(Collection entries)
= = = = =

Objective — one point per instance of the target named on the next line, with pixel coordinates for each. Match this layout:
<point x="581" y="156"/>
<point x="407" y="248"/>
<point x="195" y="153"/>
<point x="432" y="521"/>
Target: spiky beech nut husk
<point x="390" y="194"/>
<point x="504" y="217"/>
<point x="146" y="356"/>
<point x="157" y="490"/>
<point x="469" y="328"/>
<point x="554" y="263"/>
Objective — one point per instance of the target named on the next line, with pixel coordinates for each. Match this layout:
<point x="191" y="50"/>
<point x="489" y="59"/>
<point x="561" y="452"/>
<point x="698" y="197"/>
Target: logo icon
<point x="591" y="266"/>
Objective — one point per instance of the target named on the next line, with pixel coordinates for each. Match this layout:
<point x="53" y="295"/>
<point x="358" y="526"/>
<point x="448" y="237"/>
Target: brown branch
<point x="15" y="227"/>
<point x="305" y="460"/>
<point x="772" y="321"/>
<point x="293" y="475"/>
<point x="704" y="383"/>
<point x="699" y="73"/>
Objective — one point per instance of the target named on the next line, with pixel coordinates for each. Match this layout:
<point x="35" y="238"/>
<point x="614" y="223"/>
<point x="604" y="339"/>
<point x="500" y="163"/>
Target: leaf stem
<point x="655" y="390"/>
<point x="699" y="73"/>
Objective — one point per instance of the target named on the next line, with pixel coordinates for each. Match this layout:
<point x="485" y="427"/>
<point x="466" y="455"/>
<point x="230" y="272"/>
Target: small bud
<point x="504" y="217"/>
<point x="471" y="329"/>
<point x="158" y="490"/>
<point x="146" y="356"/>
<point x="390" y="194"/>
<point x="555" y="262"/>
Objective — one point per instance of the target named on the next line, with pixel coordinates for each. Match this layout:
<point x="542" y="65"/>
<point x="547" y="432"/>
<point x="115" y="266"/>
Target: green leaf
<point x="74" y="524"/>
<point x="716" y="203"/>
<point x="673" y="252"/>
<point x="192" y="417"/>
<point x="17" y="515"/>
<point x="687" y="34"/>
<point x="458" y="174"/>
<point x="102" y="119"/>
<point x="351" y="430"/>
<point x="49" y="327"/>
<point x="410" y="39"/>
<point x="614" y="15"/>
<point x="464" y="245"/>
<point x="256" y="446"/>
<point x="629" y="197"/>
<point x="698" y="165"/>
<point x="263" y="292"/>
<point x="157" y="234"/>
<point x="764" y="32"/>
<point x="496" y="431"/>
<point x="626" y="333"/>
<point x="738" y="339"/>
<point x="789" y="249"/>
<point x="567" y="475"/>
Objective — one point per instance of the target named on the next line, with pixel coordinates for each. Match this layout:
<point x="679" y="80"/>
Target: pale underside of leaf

= = = = =

-- Exercise goal --
Return the records above verbatim, in their entirety.

-- The completed task --
Objective — one point per instance of the target named on the next line, with pixel coordinates for each. Match this layout:
<point x="581" y="156"/>
<point x="407" y="248"/>
<point x="195" y="153"/>
<point x="432" y="521"/>
Target: spiky beech nut husk
<point x="390" y="194"/>
<point x="504" y="217"/>
<point x="146" y="356"/>
<point x="157" y="490"/>
<point x="469" y="328"/>
<point x="554" y="263"/>
Objective — one point per instance of the target named on the next line, with pixel coordinates for each. Match this layout:
<point x="191" y="50"/>
<point x="489" y="59"/>
<point x="561" y="452"/>
<point x="698" y="197"/>
Target: logo icon
<point x="591" y="266"/>
Objective — one point per instance of the target named on the next line, with pixel coordinates for each. Match this layout:
<point x="53" y="295"/>
<point x="358" y="526"/>
<point x="448" y="237"/>
Target: brown branch
<point x="15" y="227"/>
<point x="305" y="460"/>
<point x="772" y="321"/>
<point x="293" y="475"/>
<point x="704" y="383"/>
<point x="699" y="73"/>
Objective — one point per instance of the target named on the next line, with pixel coordinates for each. Match this layout:
<point x="35" y="238"/>
<point x="614" y="223"/>
<point x="604" y="339"/>
<point x="500" y="163"/>
Target: leaf stem
<point x="655" y="390"/>
<point x="699" y="73"/>
Objective — one point per instance of the target named on the next line, with pixel coordinates for each. Match this layout:
<point x="485" y="427"/>
<point x="466" y="455"/>
<point x="230" y="272"/>
Target: small bud
<point x="504" y="217"/>
<point x="471" y="329"/>
<point x="158" y="490"/>
<point x="146" y="356"/>
<point x="390" y="194"/>
<point x="555" y="262"/>
Objective — one point per instance of the target named on the next line, with pixel coordinates for each. Match this layout:
<point x="542" y="65"/>
<point x="547" y="432"/>
<point x="115" y="266"/>
Target: green leaf
<point x="74" y="524"/>
<point x="716" y="203"/>
<point x="673" y="252"/>
<point x="192" y="417"/>
<point x="17" y="515"/>
<point x="687" y="34"/>
<point x="458" y="174"/>
<point x="102" y="119"/>
<point x="351" y="430"/>
<point x="49" y="327"/>
<point x="410" y="39"/>
<point x="614" y="15"/>
<point x="464" y="245"/>
<point x="256" y="446"/>
<point x="629" y="197"/>
<point x="698" y="165"/>
<point x="263" y="292"/>
<point x="157" y="234"/>
<point x="764" y="32"/>
<point x="496" y="431"/>
<point x="626" y="333"/>
<point x="738" y="339"/>
<point x="789" y="249"/>
<point x="567" y="475"/>
Objective — one point per instance of the target named on the next line, with pixel coordinates for each. Match this layout:
<point x="679" y="80"/>
Target: pale underside of leaf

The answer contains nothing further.